§ Your goal: Please update the lines below so that every "tag one point per instance" becomes "mark one point for each instance", with nothing else changed.

§ Data supplied:
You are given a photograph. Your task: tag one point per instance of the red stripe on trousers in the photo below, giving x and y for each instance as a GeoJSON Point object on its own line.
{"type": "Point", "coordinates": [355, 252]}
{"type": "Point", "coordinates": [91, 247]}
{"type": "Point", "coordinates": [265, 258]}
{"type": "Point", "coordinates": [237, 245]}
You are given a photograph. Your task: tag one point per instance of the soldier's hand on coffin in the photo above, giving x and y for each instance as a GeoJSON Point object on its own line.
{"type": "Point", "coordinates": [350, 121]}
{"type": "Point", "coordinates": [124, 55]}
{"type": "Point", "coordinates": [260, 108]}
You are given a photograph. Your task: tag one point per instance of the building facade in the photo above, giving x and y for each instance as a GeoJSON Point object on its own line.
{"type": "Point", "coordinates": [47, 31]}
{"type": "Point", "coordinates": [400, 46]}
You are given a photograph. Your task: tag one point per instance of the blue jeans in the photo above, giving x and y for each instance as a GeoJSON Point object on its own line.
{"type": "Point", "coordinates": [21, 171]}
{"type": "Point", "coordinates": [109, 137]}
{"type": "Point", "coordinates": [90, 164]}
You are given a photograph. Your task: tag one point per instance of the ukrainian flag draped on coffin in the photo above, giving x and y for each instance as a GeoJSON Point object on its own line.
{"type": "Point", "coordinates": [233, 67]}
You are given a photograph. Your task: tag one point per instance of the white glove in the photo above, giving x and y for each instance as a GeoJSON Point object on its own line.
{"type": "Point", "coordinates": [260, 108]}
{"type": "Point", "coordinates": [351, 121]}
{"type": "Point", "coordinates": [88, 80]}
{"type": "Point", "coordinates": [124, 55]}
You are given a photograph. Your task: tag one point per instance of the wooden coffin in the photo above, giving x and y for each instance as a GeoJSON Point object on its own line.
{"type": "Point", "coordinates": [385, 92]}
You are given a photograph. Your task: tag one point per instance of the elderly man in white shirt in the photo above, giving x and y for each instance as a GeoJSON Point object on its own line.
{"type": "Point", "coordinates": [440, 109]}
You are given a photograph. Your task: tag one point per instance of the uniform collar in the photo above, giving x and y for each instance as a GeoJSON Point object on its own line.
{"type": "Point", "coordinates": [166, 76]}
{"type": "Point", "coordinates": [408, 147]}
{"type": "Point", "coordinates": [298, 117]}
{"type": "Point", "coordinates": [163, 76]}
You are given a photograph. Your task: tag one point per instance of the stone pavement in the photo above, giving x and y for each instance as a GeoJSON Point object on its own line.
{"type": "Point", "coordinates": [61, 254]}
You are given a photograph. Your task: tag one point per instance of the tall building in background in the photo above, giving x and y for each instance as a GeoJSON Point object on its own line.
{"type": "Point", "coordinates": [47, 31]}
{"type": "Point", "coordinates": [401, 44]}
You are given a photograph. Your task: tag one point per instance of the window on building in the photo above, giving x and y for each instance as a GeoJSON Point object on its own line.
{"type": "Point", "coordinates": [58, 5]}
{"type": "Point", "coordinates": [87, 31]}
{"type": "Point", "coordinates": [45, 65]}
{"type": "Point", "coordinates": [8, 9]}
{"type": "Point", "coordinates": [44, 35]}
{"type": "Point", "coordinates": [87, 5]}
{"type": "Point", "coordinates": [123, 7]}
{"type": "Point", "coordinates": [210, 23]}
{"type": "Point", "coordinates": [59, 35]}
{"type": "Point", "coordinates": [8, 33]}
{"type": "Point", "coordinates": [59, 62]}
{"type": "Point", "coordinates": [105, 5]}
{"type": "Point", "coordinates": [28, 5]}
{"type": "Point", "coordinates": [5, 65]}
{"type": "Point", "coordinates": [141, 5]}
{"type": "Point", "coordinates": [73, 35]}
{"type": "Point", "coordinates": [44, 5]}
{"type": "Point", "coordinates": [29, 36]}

§ Worked answer:
You are given a photograph. Your task: mark one point for each instance of the red stripe on trousers in the photo below, giving x and y for each instance as a GeoJSON Point object on its own line.
{"type": "Point", "coordinates": [355, 252]}
{"type": "Point", "coordinates": [91, 247]}
{"type": "Point", "coordinates": [265, 258]}
{"type": "Point", "coordinates": [237, 245]}
You are given a photograph. Your task: mark one point for each instance of the soldier's hand on coffin in the photo above, giving x and y for each instance as a GeoJSON Point object on its own line.
{"type": "Point", "coordinates": [350, 121]}
{"type": "Point", "coordinates": [124, 55]}
{"type": "Point", "coordinates": [260, 108]}
You are given a photograph. Your task: mark one point for each instance of the building facade in the photo above, giving x and y for each instance as a GeoJSON Point object on its own line.
{"type": "Point", "coordinates": [47, 31]}
{"type": "Point", "coordinates": [400, 46]}
You are given a photograph. Your task: mark one point for each instance of the blue jeans in the photo above, giving x and y for each instance as a GeoJSON Point object on its own line.
{"type": "Point", "coordinates": [21, 171]}
{"type": "Point", "coordinates": [109, 137]}
{"type": "Point", "coordinates": [90, 164]}
You are given a photograph. Your task: mark one point for each instance of the ukrainian flag draped on coffin in the photo above, giving x and y for each instance as a GeoJSON Point object on its own line.
{"type": "Point", "coordinates": [233, 67]}
You are given a photograph. Your task: mark one point for each instance of the white glove in the photo above, giving x and y for each instance as a GeoJSON Point object on its own line.
{"type": "Point", "coordinates": [260, 108]}
{"type": "Point", "coordinates": [351, 121]}
{"type": "Point", "coordinates": [88, 80]}
{"type": "Point", "coordinates": [124, 55]}
You are given a photograph. Your task: mark one point for each instance of the wooden coffin in the photo above, giving x and y for each instance as a GeoJSON Point object on its own line.
{"type": "Point", "coordinates": [385, 92]}
You are given a photograph. Your task: mark one point for each instance of the elderly man in white shirt in the photo above, giving x and y for each instance as a GeoJSON Point object on its own line.
{"type": "Point", "coordinates": [440, 109]}
You are given a photograph. Your task: mark one point for each instance of the uniform collar in the photo above, giving x and y for each instance as a GeoJSON Point object on its own line.
{"type": "Point", "coordinates": [166, 76]}
{"type": "Point", "coordinates": [408, 147]}
{"type": "Point", "coordinates": [298, 117]}
{"type": "Point", "coordinates": [163, 76]}
You are given a photograph. Your task: mark one point for each instance of the stone pavement in the photo above, giving x and y for each instance as a GeoJSON Point object on its own line.
{"type": "Point", "coordinates": [61, 254]}
You are given a photograph. Your task: mark one point for each instance of the tall building in background in the photo above, giving x and y for each instance as a GeoJSON Point object on its own line.
{"type": "Point", "coordinates": [47, 31]}
{"type": "Point", "coordinates": [401, 44]}
You are given a photograph. Your task: mark one point for each instance of the window on building in the photo above, giving x and y for each instance as a GeoJSON Point object on its own line.
{"type": "Point", "coordinates": [58, 5]}
{"type": "Point", "coordinates": [87, 31]}
{"type": "Point", "coordinates": [45, 65]}
{"type": "Point", "coordinates": [8, 9]}
{"type": "Point", "coordinates": [44, 35]}
{"type": "Point", "coordinates": [87, 5]}
{"type": "Point", "coordinates": [123, 7]}
{"type": "Point", "coordinates": [210, 23]}
{"type": "Point", "coordinates": [59, 35]}
{"type": "Point", "coordinates": [8, 33]}
{"type": "Point", "coordinates": [59, 62]}
{"type": "Point", "coordinates": [105, 5]}
{"type": "Point", "coordinates": [28, 5]}
{"type": "Point", "coordinates": [5, 65]}
{"type": "Point", "coordinates": [141, 5]}
{"type": "Point", "coordinates": [73, 35]}
{"type": "Point", "coordinates": [44, 5]}
{"type": "Point", "coordinates": [29, 36]}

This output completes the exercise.